--- Task instructions ---
Repeat every entry exactly. Leave nothing out.

--- Excerpted data ---

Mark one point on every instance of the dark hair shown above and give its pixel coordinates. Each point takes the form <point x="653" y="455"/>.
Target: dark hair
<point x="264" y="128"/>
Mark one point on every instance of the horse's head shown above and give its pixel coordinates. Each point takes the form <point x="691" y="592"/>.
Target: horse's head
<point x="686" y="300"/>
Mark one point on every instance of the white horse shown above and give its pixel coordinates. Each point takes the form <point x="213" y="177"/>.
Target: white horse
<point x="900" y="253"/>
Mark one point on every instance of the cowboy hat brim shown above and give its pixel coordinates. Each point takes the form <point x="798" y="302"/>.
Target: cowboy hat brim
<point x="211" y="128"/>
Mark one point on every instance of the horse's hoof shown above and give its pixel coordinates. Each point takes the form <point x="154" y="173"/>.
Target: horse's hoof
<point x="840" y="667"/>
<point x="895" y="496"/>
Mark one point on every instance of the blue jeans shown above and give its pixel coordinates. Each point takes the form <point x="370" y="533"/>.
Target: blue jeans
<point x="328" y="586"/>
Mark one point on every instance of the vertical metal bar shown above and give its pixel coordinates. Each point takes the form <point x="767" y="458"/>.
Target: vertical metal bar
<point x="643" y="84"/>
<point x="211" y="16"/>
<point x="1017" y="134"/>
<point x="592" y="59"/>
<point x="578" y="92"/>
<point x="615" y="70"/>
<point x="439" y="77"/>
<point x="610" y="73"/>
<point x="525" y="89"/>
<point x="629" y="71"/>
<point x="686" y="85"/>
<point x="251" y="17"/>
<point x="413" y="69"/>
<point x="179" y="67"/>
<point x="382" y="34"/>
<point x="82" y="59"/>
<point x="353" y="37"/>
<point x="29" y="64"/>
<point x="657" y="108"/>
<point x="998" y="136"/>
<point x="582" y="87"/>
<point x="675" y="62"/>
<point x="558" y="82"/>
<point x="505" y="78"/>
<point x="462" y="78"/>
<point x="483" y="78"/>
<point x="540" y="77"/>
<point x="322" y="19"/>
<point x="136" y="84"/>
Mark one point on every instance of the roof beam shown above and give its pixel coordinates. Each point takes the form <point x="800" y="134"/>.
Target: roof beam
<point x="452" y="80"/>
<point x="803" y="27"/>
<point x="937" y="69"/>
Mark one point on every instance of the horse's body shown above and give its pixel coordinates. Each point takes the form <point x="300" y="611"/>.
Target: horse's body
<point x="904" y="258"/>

--- Result for this task ---
Mark one point on every instance of the dark hair shown above and give its pixel coordinates. Each point takes the form <point x="653" y="455"/>.
Target: dark hair
<point x="264" y="128"/>
Mark one point on every instance of the horse's head shown above and give its pixel coordinates. Each point takes the form <point x="691" y="592"/>.
Target: horse's head
<point x="686" y="300"/>
Mark one point on every instance of the white horse shown above and give its pixel coordinates. Each point takes the form <point x="213" y="177"/>.
Target: white horse
<point x="900" y="253"/>
Mark one point on every instance of the cowboy hat brim shown above and give its pixel coordinates. Each point takes the form <point x="798" y="302"/>.
Target: cowboy hat brim
<point x="211" y="128"/>
Mark one point on every instance of the horse's hoof shown above and give its pixel coordinates. Each point takes the form <point x="154" y="173"/>.
Target: horse's hoof
<point x="840" y="667"/>
<point x="895" y="496"/>
Mark one point on every instance of the blue jeans shown above and give its pixel coordinates. Each point takes the form <point x="370" y="533"/>.
Target: blue jeans
<point x="328" y="586"/>
Mark one point on every instance of the vertical metal bar shown above and give its pixel coordinates. Each point takes the form <point x="767" y="458"/>.
Target: vertical metal bar
<point x="643" y="84"/>
<point x="211" y="16"/>
<point x="1017" y="134"/>
<point x="592" y="59"/>
<point x="578" y="92"/>
<point x="615" y="70"/>
<point x="439" y="77"/>
<point x="610" y="73"/>
<point x="525" y="89"/>
<point x="629" y="71"/>
<point x="686" y="85"/>
<point x="251" y="17"/>
<point x="413" y="69"/>
<point x="179" y="67"/>
<point x="382" y="34"/>
<point x="82" y="59"/>
<point x="353" y="37"/>
<point x="29" y="64"/>
<point x="657" y="108"/>
<point x="998" y="136"/>
<point x="582" y="87"/>
<point x="675" y="62"/>
<point x="558" y="82"/>
<point x="505" y="78"/>
<point x="462" y="78"/>
<point x="483" y="78"/>
<point x="540" y="77"/>
<point x="322" y="19"/>
<point x="136" y="84"/>
Mark one point on every instance of the roof beam shown above and give its pixel coordinates. Each point takes the form <point x="800" y="134"/>.
Target: roof beam
<point x="452" y="80"/>
<point x="803" y="27"/>
<point x="937" y="69"/>
Mark one point on every instance of the horse's body shown above and give its pixel coordinates. Each point takes the form <point x="300" y="611"/>.
Target: horse's body
<point x="904" y="258"/>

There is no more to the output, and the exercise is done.